— start Extracted entries —

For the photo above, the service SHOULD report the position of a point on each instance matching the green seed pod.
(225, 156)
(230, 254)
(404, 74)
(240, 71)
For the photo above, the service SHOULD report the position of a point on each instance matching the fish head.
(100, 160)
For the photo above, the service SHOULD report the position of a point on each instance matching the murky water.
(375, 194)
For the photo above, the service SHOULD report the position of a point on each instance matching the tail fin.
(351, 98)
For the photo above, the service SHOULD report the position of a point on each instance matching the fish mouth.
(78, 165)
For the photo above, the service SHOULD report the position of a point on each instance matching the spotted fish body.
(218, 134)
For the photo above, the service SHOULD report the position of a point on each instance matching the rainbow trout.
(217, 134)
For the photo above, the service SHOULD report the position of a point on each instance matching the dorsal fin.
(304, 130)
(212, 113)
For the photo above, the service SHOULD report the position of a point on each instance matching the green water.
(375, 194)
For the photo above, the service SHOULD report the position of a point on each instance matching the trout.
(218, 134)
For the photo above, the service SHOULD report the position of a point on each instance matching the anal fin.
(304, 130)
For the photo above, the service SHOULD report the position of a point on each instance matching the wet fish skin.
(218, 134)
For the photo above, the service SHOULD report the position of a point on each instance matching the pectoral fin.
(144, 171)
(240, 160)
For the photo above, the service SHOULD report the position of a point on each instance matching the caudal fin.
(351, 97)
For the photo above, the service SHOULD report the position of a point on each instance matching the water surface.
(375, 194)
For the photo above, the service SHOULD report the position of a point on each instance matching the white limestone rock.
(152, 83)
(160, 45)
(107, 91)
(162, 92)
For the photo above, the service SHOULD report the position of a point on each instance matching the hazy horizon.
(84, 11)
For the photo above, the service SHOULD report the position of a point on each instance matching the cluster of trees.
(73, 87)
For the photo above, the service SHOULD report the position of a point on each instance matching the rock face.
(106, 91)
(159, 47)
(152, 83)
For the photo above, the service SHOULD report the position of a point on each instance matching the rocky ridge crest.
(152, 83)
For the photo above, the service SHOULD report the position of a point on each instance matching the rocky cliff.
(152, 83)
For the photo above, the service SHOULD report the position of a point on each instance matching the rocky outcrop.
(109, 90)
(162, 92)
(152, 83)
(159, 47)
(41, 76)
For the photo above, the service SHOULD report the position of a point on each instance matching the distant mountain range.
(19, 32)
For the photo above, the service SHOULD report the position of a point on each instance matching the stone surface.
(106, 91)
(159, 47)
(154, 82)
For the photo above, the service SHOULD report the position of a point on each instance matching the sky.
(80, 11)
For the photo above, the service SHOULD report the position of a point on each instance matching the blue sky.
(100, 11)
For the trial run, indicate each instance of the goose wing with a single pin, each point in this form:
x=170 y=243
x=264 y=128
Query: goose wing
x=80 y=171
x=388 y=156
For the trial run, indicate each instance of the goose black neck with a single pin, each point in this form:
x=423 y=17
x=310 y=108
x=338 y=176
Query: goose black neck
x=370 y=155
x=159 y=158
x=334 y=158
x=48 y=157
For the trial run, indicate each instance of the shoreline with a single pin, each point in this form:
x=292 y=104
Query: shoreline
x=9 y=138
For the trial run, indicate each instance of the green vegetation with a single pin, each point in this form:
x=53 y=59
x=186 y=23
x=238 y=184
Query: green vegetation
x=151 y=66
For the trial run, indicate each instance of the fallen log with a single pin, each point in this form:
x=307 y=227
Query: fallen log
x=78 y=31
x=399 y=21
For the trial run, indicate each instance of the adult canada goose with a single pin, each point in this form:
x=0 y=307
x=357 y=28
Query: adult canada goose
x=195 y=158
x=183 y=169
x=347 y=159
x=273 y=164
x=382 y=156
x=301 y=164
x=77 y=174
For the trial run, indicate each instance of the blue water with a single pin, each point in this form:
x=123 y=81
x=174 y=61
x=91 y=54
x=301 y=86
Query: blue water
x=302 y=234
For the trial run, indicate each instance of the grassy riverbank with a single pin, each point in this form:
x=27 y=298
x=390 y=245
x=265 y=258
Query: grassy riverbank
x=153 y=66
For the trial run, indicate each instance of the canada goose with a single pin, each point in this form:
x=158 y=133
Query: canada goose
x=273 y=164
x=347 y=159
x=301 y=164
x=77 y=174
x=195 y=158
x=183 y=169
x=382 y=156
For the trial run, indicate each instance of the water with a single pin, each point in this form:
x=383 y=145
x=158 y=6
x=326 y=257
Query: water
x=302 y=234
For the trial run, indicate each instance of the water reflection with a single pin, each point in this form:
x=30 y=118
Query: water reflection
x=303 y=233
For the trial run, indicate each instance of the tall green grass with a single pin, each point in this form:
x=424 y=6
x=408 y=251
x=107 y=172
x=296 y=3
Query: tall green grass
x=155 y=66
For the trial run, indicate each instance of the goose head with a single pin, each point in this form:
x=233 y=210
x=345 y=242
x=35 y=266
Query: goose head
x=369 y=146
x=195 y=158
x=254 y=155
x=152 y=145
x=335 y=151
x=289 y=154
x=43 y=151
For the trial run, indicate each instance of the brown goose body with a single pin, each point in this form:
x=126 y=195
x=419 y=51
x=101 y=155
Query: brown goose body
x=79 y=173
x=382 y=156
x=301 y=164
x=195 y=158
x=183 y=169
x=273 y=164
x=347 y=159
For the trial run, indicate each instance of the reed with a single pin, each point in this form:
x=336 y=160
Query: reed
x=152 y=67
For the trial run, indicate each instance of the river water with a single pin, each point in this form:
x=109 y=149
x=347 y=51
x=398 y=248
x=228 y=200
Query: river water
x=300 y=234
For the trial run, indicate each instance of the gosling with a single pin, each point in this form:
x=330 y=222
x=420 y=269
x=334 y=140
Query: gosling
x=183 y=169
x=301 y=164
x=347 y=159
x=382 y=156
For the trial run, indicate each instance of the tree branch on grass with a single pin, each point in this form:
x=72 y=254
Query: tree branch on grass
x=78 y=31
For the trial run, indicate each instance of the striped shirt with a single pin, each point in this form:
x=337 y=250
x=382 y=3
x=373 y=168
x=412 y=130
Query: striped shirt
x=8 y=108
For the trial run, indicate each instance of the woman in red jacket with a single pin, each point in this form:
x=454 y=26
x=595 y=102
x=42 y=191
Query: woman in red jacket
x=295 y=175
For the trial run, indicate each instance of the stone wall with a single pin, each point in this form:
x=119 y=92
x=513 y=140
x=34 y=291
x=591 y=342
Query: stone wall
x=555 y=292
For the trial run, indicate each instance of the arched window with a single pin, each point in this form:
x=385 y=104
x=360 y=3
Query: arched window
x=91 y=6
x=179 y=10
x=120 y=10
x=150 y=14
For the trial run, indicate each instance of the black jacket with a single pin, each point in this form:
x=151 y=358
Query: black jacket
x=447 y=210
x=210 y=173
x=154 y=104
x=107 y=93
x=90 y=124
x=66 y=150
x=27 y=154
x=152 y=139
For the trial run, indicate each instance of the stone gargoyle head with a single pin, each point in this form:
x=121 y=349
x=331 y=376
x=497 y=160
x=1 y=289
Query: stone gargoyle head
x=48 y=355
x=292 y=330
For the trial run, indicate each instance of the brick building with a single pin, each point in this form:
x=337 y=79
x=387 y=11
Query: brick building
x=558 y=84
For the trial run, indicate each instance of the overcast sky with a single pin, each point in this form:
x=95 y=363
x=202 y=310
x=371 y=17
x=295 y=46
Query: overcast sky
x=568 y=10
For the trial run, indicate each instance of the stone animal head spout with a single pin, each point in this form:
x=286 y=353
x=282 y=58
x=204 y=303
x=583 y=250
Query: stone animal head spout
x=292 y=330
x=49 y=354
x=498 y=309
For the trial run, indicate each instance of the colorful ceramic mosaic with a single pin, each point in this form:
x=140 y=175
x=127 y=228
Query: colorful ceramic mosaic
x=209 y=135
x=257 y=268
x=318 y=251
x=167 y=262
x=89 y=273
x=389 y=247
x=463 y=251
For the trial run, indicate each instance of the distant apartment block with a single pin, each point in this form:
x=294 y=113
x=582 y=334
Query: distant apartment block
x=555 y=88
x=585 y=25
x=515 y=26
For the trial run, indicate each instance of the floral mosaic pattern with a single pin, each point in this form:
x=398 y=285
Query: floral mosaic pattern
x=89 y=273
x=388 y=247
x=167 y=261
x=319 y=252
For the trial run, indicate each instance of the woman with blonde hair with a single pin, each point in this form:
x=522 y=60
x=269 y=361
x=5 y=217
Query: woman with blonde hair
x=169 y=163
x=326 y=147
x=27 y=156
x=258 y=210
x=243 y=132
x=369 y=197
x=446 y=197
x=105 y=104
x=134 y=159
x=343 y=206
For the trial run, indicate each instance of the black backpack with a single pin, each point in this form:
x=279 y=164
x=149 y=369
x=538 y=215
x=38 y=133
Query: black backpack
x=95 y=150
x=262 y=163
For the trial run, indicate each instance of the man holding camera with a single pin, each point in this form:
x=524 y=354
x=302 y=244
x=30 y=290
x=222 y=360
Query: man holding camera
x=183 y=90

— end Extracted entries —

Find the line that contains "For the trial run, indicate each instance of the stone animal". Repeat it and every line after it, exactly as written, up to and including the last line of the records above.

For the trial run, indicate each instance of the stone animal head spout with a single pin, each point in this form:
x=286 y=353
x=282 y=58
x=204 y=303
x=583 y=250
Query: stone animal head spout
x=292 y=330
x=49 y=354
x=498 y=309
For the trial run, indicate each instance of the colorful ceramic mosaic with a single pin, each point in this form:
x=140 y=175
x=127 y=228
Query: colorful ceramic mosaic
x=209 y=135
x=257 y=268
x=318 y=251
x=167 y=262
x=89 y=273
x=389 y=247
x=463 y=251
For the trial run, indicate each instance of the distant apartment block with a single pin, each point in this form:
x=294 y=113
x=582 y=334
Query: distant apartment block
x=555 y=88
x=585 y=25
x=515 y=26
For the trial run, indicate each instance of the floral mosaic pattern with a single pin, each point in this form:
x=398 y=285
Query: floral mosaic pattern
x=89 y=273
x=388 y=247
x=167 y=261
x=319 y=252
For the trial run, indicate each instance of the woman with blonde hair with a single pin, each point in this form:
x=522 y=60
x=269 y=361
x=5 y=217
Query: woman with blonde hair
x=169 y=163
x=326 y=147
x=27 y=156
x=258 y=210
x=243 y=132
x=369 y=197
x=446 y=197
x=105 y=104
x=134 y=159
x=343 y=206
For the trial run, indicate each instance of the black backpack with a single pin, each point in this form:
x=279 y=164
x=149 y=369
x=538 y=215
x=38 y=133
Query: black backpack
x=95 y=150
x=262 y=163
For the trial run, indicate each instance of the man holding camera with a single pin, each point in this form:
x=524 y=354
x=302 y=244
x=30 y=290
x=222 y=360
Query: man holding camera
x=183 y=90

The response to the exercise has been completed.